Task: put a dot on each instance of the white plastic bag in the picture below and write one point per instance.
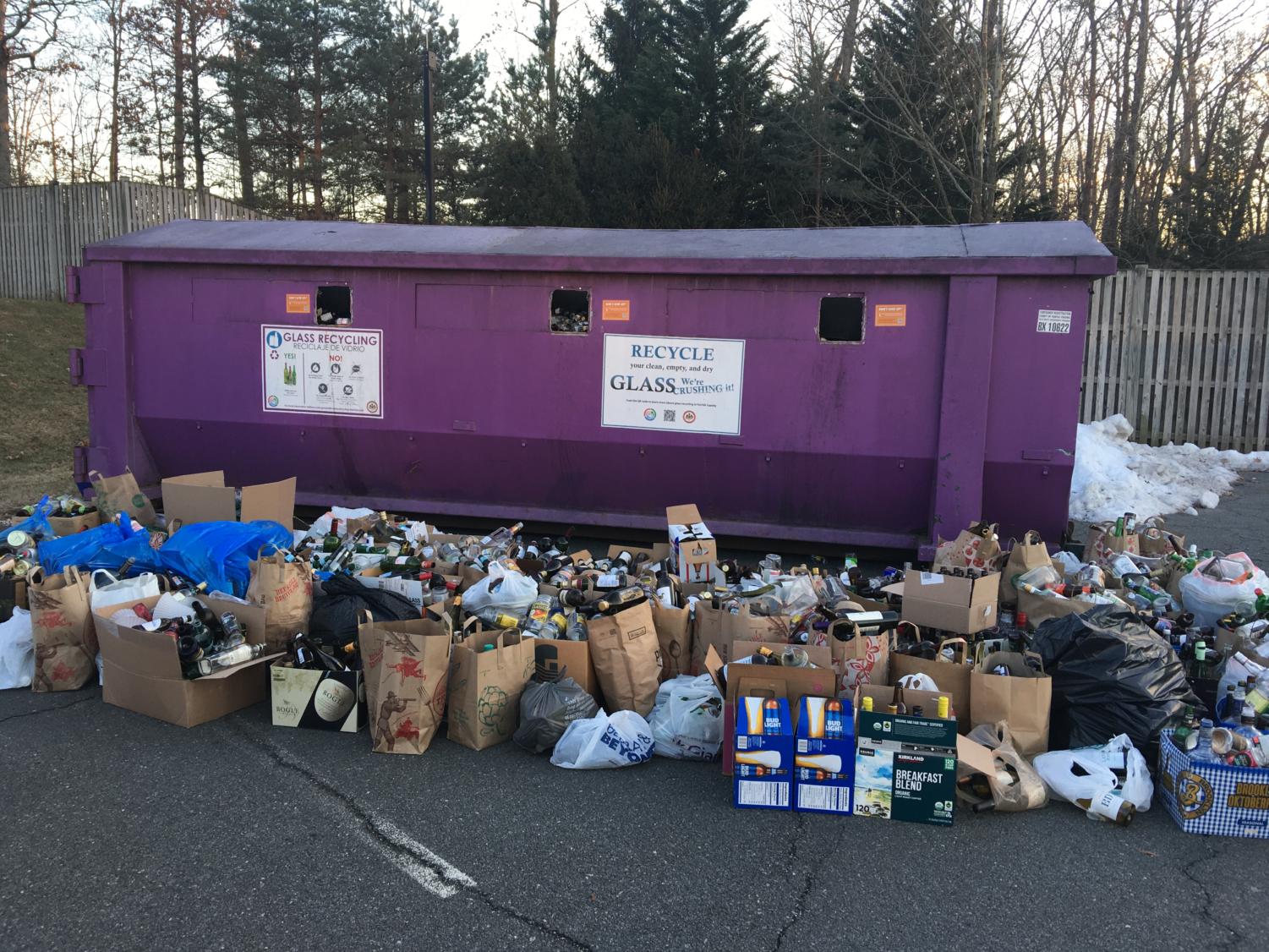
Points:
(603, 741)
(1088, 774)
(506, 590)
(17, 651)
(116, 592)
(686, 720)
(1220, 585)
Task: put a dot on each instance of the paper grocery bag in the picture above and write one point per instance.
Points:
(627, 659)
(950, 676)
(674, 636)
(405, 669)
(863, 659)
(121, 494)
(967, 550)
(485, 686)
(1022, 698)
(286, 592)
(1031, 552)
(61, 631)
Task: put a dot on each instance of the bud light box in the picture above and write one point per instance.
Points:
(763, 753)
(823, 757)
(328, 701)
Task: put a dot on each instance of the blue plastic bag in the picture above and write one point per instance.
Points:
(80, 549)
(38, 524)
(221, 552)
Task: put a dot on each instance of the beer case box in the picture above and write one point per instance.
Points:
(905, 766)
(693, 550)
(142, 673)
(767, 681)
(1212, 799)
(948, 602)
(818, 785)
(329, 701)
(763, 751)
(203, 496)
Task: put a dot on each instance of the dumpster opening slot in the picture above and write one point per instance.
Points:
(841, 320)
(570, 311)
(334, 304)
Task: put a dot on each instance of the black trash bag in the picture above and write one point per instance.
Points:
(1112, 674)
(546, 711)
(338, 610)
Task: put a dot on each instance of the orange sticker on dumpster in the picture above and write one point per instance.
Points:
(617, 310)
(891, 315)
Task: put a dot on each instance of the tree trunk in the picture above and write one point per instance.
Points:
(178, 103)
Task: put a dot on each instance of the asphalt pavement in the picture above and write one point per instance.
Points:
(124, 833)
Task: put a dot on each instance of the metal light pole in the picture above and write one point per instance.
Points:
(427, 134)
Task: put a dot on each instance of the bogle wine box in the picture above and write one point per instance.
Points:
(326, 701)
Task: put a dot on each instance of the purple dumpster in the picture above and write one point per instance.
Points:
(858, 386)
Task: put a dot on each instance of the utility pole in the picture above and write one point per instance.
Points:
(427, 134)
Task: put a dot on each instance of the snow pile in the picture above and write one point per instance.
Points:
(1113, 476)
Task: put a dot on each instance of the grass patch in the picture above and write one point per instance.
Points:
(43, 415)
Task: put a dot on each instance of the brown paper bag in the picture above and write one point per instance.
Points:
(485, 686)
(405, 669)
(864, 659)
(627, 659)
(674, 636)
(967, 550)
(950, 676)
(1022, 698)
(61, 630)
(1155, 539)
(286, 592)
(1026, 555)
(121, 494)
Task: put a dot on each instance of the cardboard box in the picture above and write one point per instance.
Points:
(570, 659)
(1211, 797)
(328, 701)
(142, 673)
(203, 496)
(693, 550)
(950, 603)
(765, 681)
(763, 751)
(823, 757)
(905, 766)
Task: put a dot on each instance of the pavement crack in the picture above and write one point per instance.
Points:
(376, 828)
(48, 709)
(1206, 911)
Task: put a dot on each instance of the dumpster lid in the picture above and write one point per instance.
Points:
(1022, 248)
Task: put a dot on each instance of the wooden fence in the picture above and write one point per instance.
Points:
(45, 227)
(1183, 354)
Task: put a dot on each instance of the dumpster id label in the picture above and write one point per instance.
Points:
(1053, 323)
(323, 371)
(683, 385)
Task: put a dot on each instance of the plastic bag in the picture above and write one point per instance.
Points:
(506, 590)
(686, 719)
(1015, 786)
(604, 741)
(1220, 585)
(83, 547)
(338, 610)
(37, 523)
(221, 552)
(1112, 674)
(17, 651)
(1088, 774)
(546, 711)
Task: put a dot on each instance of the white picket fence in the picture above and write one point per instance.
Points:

☆ ☆ ☆

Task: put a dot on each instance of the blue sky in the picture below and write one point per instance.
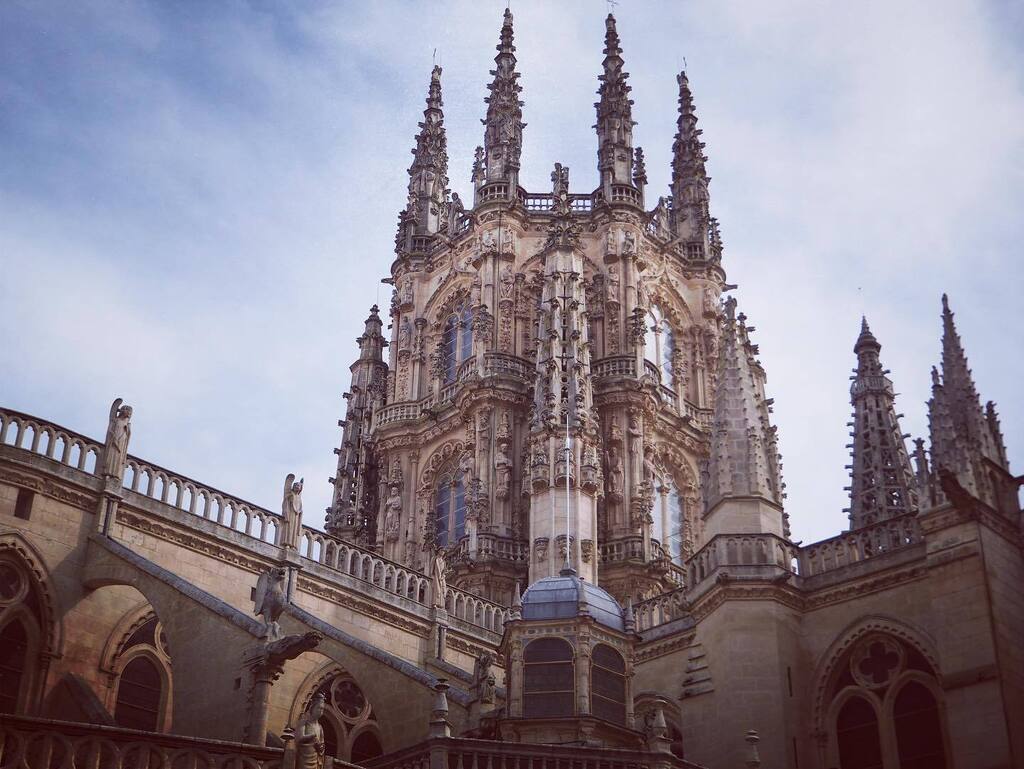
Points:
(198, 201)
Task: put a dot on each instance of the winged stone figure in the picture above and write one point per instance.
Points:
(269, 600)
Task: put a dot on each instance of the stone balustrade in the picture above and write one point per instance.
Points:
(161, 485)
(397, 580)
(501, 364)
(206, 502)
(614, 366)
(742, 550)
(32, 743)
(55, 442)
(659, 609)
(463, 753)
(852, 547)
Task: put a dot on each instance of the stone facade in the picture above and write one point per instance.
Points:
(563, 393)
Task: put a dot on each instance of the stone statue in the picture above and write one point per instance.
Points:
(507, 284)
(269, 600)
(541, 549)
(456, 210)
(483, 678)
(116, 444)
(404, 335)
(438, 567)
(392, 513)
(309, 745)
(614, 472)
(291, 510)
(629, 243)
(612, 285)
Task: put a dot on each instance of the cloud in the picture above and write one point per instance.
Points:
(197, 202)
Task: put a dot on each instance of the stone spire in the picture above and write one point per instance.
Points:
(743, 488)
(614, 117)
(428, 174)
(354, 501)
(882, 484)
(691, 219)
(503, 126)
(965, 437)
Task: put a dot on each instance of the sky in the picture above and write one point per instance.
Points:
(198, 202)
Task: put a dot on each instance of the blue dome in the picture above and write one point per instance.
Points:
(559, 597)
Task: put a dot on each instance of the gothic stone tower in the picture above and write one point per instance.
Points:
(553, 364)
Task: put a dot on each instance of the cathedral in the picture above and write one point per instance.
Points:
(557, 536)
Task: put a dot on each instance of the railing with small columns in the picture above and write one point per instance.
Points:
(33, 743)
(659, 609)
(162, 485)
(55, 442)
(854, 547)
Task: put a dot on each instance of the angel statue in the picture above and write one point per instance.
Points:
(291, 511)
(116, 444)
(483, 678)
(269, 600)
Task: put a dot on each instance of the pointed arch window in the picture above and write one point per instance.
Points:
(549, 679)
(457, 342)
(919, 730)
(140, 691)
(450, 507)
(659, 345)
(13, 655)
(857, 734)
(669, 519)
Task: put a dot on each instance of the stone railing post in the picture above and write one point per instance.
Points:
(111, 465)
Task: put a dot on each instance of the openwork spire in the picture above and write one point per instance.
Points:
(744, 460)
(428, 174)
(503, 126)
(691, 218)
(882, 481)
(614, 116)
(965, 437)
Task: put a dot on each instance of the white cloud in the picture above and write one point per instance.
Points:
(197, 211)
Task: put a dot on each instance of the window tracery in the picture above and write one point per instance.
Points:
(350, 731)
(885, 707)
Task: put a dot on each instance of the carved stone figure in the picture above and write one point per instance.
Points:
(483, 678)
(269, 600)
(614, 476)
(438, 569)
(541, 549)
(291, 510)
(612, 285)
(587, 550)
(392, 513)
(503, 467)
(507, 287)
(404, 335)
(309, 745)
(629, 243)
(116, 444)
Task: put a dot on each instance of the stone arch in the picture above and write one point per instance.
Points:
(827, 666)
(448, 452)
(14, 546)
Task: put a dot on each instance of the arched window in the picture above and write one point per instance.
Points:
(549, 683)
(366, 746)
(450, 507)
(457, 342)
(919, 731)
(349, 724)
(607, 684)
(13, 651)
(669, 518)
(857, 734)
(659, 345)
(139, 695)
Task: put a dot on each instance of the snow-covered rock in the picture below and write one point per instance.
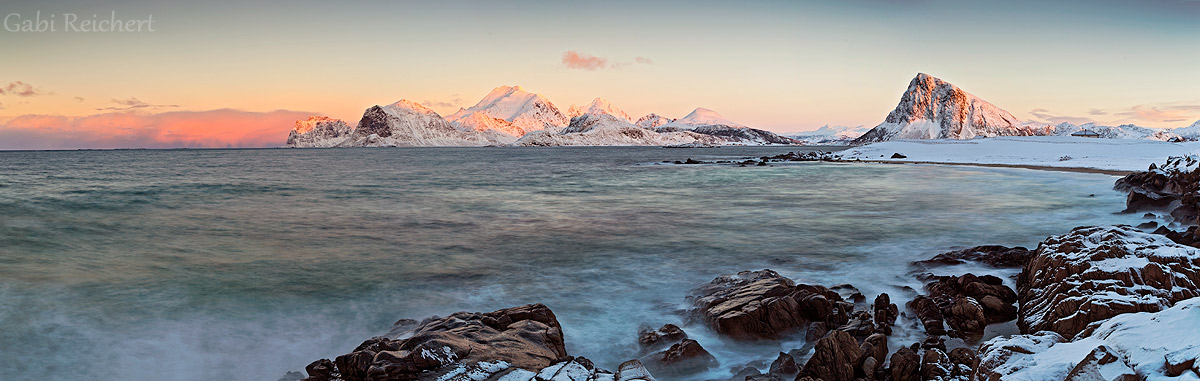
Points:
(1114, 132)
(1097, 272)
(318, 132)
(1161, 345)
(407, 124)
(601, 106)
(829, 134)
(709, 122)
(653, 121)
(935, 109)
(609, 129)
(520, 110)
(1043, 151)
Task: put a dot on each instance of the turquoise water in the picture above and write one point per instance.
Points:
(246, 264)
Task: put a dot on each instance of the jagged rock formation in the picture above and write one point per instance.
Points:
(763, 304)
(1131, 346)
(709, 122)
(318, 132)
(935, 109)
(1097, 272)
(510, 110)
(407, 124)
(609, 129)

☆ ☆ ☆

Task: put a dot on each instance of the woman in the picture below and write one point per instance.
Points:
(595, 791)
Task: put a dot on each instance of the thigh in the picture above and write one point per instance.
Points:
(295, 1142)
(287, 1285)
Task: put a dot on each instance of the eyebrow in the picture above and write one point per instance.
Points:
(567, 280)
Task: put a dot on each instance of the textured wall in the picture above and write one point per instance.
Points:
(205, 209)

☆ ☆ ☆

Reproduce the material word for word, beginning with the line that contains "Task: put a dot on each instance of the cardboard" and ending with the line that contains "(1022, 248)", both of which are included.

Task: put a dot on each instance of the cardboard box in the picture above and write one point per instance.
Points:
(570, 659)
(1211, 797)
(328, 701)
(142, 673)
(203, 496)
(693, 550)
(950, 603)
(765, 681)
(763, 751)
(823, 757)
(905, 766)
Task: put a dot on each instance of the pavement crack in the picture above and write one point per instance.
Points:
(376, 828)
(48, 709)
(1206, 911)
Task: put a dot on each instance of the dumpster lid in the picture above and write one point per instance.
Points:
(1022, 248)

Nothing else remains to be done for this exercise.